→ **WORK TO COMPLETE**:
Update the entries below by rewriting them in full with every instance of "indicate" changed to "point to" and everything else left unchanged.

→ **EXTRACTED DATA**:
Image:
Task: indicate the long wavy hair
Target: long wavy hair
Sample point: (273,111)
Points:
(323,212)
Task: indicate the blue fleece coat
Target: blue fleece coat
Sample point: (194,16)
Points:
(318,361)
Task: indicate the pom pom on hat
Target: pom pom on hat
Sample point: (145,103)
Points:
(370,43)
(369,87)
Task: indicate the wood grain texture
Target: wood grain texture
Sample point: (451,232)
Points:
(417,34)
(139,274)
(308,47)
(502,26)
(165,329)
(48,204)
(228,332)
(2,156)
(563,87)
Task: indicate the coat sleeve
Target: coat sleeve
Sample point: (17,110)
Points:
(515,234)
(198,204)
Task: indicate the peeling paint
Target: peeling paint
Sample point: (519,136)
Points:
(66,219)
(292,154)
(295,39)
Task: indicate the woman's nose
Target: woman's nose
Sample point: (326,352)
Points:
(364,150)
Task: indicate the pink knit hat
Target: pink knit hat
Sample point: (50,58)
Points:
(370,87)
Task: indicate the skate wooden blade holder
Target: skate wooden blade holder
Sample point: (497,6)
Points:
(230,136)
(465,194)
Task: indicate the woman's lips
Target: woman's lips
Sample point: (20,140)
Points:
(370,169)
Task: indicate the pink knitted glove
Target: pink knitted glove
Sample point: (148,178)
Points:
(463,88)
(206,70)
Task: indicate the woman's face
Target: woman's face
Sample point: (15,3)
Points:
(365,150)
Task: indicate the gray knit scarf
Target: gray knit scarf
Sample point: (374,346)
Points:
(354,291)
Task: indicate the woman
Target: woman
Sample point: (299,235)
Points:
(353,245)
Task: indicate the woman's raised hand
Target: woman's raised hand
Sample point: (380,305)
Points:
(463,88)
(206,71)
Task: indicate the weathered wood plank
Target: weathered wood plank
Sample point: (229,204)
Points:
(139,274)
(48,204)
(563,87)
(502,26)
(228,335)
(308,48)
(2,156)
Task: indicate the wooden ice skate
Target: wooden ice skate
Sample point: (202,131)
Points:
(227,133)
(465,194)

→ **TASK RESULT**:
Image:
Task: point to the long wavy hair
Target: long wavy hair
Sample point: (273,111)
Points:
(323,212)
Task: point to the blue fleece coat
Target: blue fleece coat
Sample point: (194,16)
Points:
(318,361)
Task: point to the pom pom on hat
Target: pom pom on hat
Sample point: (145,103)
Points:
(370,43)
(369,87)
Task: point to the wood grain texture
Target: wood grain texture
Sample point: (451,232)
Points:
(417,34)
(139,274)
(308,47)
(502,26)
(165,329)
(48,204)
(228,332)
(2,156)
(563,87)
Task: point to the coat sleeve
Target: coat sleeve
Sample point: (17,110)
Points:
(515,234)
(198,204)
Task: point to the peeling paint
Target: peeling paint
Sample point: (519,136)
Points:
(66,219)
(292,154)
(295,39)
Task: point to the woman's nose
Target: woman's nose
Sample point: (326,352)
Points:
(364,150)
Task: point to the pink knit hat
Target: pink knit hat
Sample point: (50,58)
Points:
(370,87)
Task: point to the skate wooden blade holder
Target: skate wooden blade holder
Sample point: (497,6)
Points:
(230,136)
(465,194)
Task: point to the woman's lips
Target: woman's lips
Sample point: (20,140)
Points:
(370,169)
Task: point to the pink knitted glove
Target: pink knitted glove
Sample point: (148,178)
Points:
(463,88)
(206,70)
Task: point to the woman's face
Target: woman's face
Sample point: (15,3)
Points:
(365,150)
Task: point to the gray knit scarf
Target: gray knit scarf
Sample point: (374,346)
Points:
(354,291)
Task: point to the woman
Target: woman
Sample point: (299,235)
Points:
(353,245)
Task: point to the woman's raised hand
Target: woman's raised hand
Sample point: (380,305)
Points:
(463,88)
(206,71)
Task: point to the weathered wood plank
Target: weathered wood plank
Sample point: (229,204)
Points:
(139,274)
(48,204)
(563,87)
(502,26)
(228,335)
(308,48)
(2,156)
Task: point to the wooden ice skate
Target: wooden ice skate
Sample point: (202,131)
Points:
(227,133)
(465,194)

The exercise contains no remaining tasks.